# Exercise description
Once you reach the line that contains "Target: silver wristwatch", retype it and each later line exactly as written, stopping only at the end of the listing.

# Working data
============================================================

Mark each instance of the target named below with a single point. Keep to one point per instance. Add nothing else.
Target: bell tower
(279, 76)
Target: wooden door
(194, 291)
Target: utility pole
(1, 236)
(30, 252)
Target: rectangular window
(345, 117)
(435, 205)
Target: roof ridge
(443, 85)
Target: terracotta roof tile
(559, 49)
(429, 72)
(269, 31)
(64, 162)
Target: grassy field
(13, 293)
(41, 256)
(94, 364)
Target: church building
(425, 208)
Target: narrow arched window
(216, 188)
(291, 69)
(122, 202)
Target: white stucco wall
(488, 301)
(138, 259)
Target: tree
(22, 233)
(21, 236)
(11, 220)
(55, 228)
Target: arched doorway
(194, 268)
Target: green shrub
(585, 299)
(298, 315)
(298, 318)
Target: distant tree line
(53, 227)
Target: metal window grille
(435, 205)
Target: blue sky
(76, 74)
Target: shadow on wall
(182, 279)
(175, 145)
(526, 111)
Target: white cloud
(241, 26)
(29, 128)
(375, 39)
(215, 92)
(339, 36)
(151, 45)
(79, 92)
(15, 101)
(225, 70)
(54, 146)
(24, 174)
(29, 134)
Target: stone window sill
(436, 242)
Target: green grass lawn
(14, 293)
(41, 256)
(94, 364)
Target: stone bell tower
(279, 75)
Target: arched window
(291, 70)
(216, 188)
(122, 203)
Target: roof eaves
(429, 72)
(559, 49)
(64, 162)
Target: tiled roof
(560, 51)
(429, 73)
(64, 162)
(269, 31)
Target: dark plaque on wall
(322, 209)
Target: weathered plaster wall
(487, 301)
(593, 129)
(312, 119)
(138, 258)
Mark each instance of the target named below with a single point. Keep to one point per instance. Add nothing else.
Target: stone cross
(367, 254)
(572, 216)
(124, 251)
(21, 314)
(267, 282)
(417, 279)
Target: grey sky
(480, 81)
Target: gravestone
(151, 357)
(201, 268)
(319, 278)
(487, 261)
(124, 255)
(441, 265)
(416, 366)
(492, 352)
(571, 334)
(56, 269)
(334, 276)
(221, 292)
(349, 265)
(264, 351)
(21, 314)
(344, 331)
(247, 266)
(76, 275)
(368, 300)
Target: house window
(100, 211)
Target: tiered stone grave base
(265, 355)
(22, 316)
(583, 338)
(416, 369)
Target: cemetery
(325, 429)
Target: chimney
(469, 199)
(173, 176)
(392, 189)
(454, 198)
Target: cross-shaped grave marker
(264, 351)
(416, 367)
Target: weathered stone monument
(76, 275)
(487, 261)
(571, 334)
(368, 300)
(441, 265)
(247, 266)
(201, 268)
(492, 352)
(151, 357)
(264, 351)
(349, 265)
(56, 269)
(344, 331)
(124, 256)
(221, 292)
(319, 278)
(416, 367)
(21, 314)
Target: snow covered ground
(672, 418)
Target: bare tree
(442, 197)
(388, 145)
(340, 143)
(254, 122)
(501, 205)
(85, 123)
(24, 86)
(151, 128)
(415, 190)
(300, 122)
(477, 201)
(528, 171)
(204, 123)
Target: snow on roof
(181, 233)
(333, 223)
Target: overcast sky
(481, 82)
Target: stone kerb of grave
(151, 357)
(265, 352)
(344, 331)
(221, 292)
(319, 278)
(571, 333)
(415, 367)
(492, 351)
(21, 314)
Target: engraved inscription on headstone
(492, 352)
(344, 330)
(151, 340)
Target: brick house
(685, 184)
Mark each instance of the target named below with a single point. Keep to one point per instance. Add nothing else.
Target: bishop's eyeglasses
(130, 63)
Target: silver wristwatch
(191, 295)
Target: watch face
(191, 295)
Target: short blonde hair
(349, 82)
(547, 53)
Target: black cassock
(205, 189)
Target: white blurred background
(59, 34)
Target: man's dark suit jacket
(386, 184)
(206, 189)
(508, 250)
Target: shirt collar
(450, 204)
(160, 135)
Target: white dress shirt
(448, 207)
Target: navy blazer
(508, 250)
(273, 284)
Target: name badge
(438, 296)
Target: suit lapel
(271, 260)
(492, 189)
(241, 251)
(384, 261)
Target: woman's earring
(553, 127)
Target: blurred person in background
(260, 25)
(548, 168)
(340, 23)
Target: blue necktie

============================================================

# Solution to this exercise
Target: silver wristwatch
(191, 295)
Target: watch face
(191, 295)
Target: short blonde hair
(349, 82)
(547, 53)
Target: black cassock
(205, 189)
Target: white blurred background
(59, 34)
Target: man's dark suit jacket
(386, 184)
(206, 189)
(508, 250)
Target: shirt collar
(450, 204)
(160, 135)
Target: white dress shirt
(448, 207)
Target: navy blazer
(508, 250)
(273, 284)
Target: name badge
(438, 296)
Target: suit lapel
(271, 260)
(492, 189)
(241, 251)
(384, 261)
Target: woman's earring
(553, 127)
Target: blurred person in background
(260, 25)
(548, 168)
(340, 23)
Target: blue necktie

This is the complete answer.